------ Material provided ------

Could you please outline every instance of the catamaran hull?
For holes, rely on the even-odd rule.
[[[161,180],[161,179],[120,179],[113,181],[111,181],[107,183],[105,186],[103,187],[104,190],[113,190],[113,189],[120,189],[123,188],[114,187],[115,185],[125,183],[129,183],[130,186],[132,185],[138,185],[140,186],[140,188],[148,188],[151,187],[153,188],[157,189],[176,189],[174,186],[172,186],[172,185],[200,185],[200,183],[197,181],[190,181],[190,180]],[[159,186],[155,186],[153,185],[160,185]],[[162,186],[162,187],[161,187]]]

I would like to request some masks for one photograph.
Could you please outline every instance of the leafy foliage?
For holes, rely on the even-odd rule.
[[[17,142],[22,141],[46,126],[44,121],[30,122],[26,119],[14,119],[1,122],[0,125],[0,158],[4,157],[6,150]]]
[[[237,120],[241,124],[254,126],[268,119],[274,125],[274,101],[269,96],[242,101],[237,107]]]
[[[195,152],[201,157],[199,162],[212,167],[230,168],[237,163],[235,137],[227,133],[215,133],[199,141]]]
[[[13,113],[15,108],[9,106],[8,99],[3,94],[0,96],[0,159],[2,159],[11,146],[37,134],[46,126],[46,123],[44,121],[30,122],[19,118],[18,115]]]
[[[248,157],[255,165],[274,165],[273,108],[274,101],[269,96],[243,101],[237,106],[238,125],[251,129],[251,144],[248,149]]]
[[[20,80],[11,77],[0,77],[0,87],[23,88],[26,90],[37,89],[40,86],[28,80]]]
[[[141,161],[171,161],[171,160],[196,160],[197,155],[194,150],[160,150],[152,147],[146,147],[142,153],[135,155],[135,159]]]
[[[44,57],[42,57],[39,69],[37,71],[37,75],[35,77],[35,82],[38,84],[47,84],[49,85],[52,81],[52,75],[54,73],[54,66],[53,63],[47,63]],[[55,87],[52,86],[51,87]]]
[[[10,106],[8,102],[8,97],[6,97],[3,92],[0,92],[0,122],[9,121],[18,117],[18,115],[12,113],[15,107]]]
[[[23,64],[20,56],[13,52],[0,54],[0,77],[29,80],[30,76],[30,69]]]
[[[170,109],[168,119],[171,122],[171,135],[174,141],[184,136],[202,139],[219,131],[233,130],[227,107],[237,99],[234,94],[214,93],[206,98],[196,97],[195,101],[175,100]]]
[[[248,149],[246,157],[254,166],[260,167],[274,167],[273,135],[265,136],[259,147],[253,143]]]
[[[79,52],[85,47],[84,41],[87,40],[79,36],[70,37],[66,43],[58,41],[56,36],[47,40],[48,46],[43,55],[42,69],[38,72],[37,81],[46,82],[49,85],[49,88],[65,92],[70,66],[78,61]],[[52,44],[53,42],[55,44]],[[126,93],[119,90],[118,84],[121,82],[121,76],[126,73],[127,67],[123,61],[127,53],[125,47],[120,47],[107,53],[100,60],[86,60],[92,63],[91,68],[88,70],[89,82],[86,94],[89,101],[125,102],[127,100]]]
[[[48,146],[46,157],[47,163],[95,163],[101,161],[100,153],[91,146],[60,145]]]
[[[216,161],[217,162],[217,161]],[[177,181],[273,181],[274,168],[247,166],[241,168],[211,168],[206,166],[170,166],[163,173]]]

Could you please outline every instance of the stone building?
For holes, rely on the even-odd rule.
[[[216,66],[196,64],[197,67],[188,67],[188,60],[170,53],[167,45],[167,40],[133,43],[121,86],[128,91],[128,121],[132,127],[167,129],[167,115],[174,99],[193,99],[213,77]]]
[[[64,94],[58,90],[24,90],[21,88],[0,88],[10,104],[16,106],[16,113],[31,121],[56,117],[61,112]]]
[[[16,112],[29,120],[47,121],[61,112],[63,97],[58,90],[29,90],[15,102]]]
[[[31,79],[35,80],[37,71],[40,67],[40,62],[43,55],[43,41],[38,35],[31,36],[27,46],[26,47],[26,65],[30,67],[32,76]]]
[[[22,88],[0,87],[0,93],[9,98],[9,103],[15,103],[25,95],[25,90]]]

------

* [Task] Copy every row above without changing anything.

* [Response to this exercise]
Could you please outline every instance of the catamaran hull?
For holes, rely on the even-odd rule.
[[[161,180],[161,179],[120,179],[113,181],[111,181],[107,183],[105,186],[103,187],[104,190],[113,190],[113,189],[120,189],[123,188],[114,187],[115,185],[125,183],[129,183],[130,186],[132,185],[138,185],[140,186],[140,188],[148,188],[151,187],[153,188],[157,189],[176,189],[174,186],[172,186],[172,185],[200,185],[200,183],[197,181],[190,181],[190,180]],[[159,186],[155,186],[153,185],[160,185]],[[162,186],[162,187],[161,187]]]

I would like to request some masks for one photograph.
Could you please outline every instance of the leafy foliage?
For holes, rely on the even-odd rule.
[[[17,142],[22,141],[46,126],[44,121],[30,122],[26,119],[14,119],[1,122],[0,125],[0,158],[4,157],[6,150]]]
[[[237,120],[241,124],[254,126],[268,119],[274,125],[274,101],[269,96],[242,101],[237,107]]]
[[[195,152],[201,157],[199,162],[212,167],[230,168],[237,163],[235,137],[227,133],[215,133],[199,141]]]
[[[13,113],[15,108],[9,106],[8,99],[3,94],[0,96],[0,159],[2,159],[11,146],[37,134],[46,126],[46,123],[44,121],[30,122],[19,118],[18,115]]]
[[[248,157],[255,165],[274,165],[273,108],[274,101],[269,96],[243,101],[237,106],[238,125],[251,129],[251,144],[248,149]]]
[[[20,80],[11,77],[0,77],[0,87],[23,88],[26,90],[37,89],[40,86],[28,80]]]
[[[141,161],[171,161],[171,160],[196,160],[197,155],[194,150],[160,150],[152,147],[146,147],[142,153],[135,155],[135,159]]]
[[[44,57],[42,57],[39,69],[37,71],[37,75],[35,77],[35,82],[38,84],[47,84],[49,85],[52,81],[52,75],[54,73],[54,66],[53,63],[47,63]],[[55,87],[52,86],[51,87]]]
[[[10,106],[8,102],[8,97],[6,97],[3,92],[0,92],[0,122],[9,121],[18,117],[18,115],[12,113],[15,107]]]
[[[23,64],[20,56],[13,52],[0,54],[0,77],[29,80],[30,76],[30,69]]]
[[[170,109],[168,119],[171,122],[171,135],[174,141],[184,136],[202,139],[219,131],[233,130],[227,107],[237,99],[234,94],[214,93],[206,98],[196,97],[195,101],[175,100]]]
[[[248,149],[246,157],[254,166],[260,167],[274,167],[273,135],[265,136],[259,147],[253,143]]]
[[[79,52],[85,47],[84,41],[87,40],[79,36],[70,37],[66,43],[58,41],[56,36],[47,40],[48,46],[43,55],[42,69],[38,72],[37,81],[46,82],[49,85],[49,88],[65,92],[70,66],[78,61]],[[52,44],[53,42],[55,44]],[[126,93],[119,90],[118,84],[121,82],[121,76],[126,73],[127,67],[123,61],[127,53],[125,47],[120,47],[107,53],[100,60],[86,60],[92,63],[91,68],[88,70],[89,82],[86,94],[89,101],[125,102],[127,100]]]
[[[48,146],[46,157],[47,163],[95,163],[101,161],[100,153],[91,146],[60,145]]]
[[[216,161],[217,162],[217,161]],[[177,181],[273,181],[274,168],[247,166],[241,168],[211,168],[206,166],[170,166],[163,173]]]

Could you please outline every instance of the stone building?
For holes, rely on the even-odd rule.
[[[216,66],[196,64],[197,67],[188,67],[188,60],[170,53],[167,45],[167,40],[133,43],[121,86],[128,91],[128,121],[132,127],[167,129],[167,115],[174,99],[193,99],[213,77]]]
[[[64,94],[58,90],[24,90],[21,88],[0,88],[10,104],[16,106],[16,113],[31,121],[56,117],[61,112]]]
[[[16,112],[29,120],[47,121],[61,112],[63,97],[58,90],[29,90],[15,102]]]
[[[31,79],[35,80],[37,71],[40,67],[40,62],[43,55],[43,41],[38,35],[31,36],[27,46],[26,47],[26,65],[30,67],[32,76]]]
[[[22,88],[0,87],[0,93],[9,98],[9,103],[15,103],[25,95],[25,90]]]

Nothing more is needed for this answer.